■ What is required ■
Answer these questions using the passage about Cycle to Lake Junaluska, one answer per line:
1. The Holy Rollers ride in the days leading up to the annual meeting of which conference?
2. Through which organization is Cycle to Lake Junaluska a 501(c) 3 non-profit?
3. Where will riders spend the second night, and how many miles is that day's ride?

■ Passage provided ■
────────
The Holy Rollers are a group of United Methodist cyclists who ride together once a year over the course of several days leading up to the annual meeting of the Virginia Conference.  I first learned about the Holy Rollers several years ago and, as an avid recreational cyclist, thought how much fun it would be to do something similar leading up to our annual conference in Western North Carolina.  Thinking it would be a formidable administrative task to sponsor such a ride I let the idea sit on the back burner until casually mentioning it to another cycling preacher and friend, Doug Miller.Cycle to Lake J image

Through Doug’s initiative, and in partnership with Brad Farrington of the Wesley Foundation at Appalachian State University, we have launched Cycle to Lake Junaluska.  A 501(c) 3 non-profit organization through the Appalachian Wesley Foundation, Cycle to Lake Junaluska is designed to promote fellowship, physical fitness through cycling, and raise monies for various ministries of the United Methodist Church in the Western North Carolina Annual Conference (WNCC).

The first ever Cycle to Lake Junaluska benefit ride will take place this June 16-18, in the days leading up to Annual Conference. Over the course of three days and 160+ miles, we will ride from the WNC Conference Center in Charlotte to Casar UMC where we will spend the first night (62 miles).  The next day will bring the challenging climb to Black Mountain UMC where we will spend our second night (53 miles).  The last day will be an unhurried ride in the rolling valleys circumnavigating Asheville to Lake Junaluska (47 miles).
────────
■ Data excerpts ■
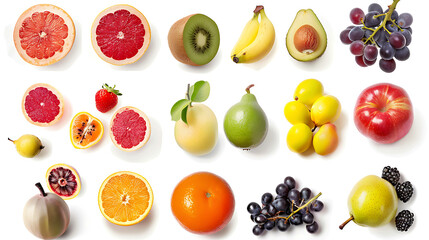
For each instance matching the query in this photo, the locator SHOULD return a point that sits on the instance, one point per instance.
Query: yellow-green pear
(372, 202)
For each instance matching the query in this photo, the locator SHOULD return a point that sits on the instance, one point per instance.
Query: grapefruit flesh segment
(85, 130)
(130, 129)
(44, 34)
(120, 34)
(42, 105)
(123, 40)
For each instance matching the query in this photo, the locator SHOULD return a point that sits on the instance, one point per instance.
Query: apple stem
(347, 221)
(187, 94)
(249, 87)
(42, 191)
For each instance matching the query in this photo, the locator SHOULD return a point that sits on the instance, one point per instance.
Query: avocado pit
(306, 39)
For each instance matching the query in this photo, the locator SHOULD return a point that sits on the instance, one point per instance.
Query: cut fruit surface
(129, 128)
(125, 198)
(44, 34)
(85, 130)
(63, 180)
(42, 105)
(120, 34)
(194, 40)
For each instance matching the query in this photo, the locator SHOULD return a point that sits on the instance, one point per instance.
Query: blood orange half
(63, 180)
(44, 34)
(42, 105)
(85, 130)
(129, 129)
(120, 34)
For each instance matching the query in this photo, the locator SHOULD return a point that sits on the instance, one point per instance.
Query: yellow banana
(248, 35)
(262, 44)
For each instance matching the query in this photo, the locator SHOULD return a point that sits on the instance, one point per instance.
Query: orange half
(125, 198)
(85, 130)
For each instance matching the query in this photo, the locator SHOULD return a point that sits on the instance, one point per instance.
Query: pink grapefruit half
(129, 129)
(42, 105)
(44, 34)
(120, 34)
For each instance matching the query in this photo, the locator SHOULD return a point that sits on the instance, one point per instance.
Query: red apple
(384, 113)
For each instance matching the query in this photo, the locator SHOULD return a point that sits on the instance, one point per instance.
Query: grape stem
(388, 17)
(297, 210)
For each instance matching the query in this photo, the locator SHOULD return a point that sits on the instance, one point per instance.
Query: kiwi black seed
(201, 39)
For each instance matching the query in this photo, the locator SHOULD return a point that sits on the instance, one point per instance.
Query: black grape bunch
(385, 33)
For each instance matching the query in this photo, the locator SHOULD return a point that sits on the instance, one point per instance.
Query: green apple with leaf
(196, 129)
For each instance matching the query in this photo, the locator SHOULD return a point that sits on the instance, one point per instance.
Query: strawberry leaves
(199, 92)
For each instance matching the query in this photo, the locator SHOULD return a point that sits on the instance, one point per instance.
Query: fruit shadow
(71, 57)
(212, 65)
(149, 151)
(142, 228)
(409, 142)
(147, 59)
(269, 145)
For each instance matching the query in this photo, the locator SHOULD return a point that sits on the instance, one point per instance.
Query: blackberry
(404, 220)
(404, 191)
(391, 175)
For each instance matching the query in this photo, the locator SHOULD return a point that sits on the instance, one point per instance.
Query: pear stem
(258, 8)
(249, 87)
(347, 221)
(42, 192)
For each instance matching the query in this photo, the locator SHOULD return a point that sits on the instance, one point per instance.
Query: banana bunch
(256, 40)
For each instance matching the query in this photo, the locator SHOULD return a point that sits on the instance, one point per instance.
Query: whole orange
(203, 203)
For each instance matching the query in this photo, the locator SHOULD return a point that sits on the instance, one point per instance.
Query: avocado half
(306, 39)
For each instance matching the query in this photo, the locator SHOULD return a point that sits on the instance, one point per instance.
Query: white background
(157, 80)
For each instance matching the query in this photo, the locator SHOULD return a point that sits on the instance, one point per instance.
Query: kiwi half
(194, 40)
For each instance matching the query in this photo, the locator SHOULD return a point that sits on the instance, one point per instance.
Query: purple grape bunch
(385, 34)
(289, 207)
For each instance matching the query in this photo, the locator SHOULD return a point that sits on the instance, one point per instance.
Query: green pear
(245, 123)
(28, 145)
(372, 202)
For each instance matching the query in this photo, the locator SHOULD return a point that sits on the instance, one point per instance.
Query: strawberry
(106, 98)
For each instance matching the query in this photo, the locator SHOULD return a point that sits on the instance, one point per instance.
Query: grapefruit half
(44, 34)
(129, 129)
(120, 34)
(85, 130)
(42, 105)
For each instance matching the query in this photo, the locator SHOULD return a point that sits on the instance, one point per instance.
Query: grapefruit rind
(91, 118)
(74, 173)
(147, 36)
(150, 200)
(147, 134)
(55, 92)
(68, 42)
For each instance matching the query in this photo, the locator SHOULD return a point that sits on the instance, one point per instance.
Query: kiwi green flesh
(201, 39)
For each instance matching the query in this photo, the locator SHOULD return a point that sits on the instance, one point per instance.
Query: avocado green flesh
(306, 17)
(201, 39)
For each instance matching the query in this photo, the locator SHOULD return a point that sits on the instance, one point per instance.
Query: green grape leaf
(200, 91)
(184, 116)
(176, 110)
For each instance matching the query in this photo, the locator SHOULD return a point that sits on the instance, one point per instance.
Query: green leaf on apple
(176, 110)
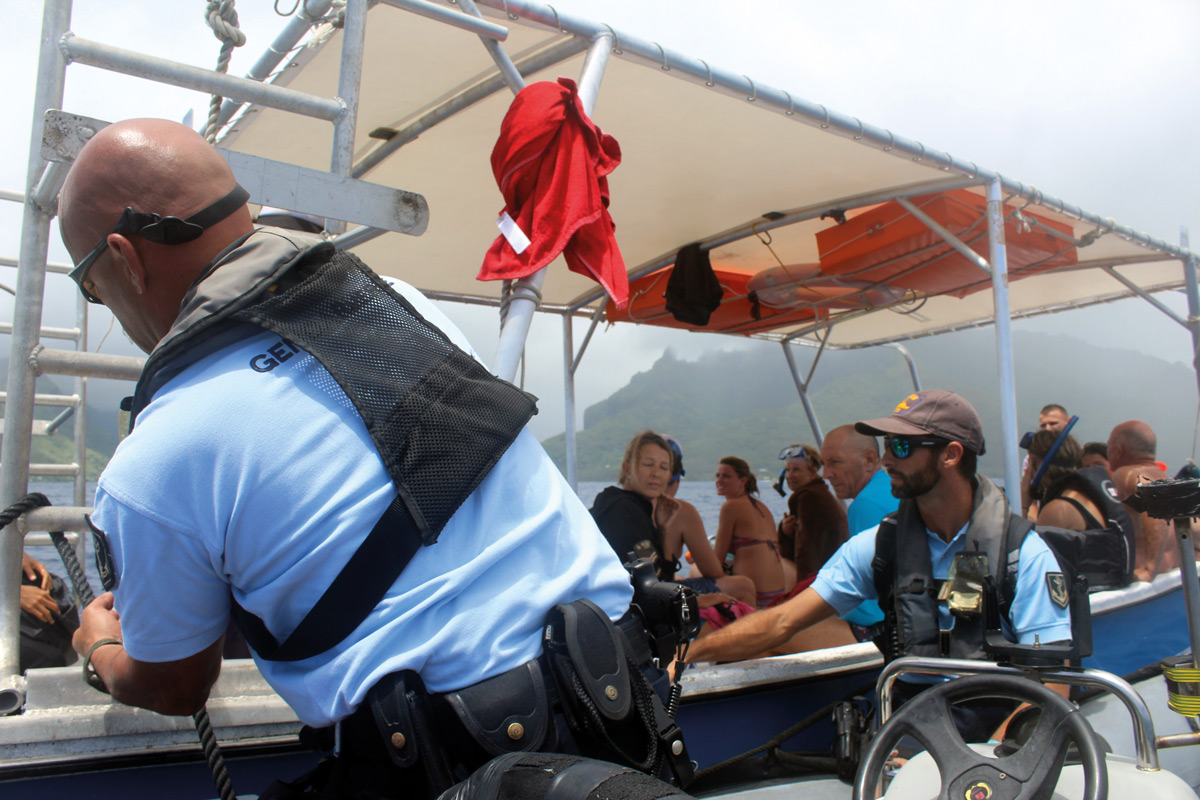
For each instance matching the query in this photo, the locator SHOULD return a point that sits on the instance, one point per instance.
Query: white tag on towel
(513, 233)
────────
■ The reply ■
1. The Virginia Conference
2. The Appalachian Wesley Foundation
3. Black Mountain UMC, 53 miles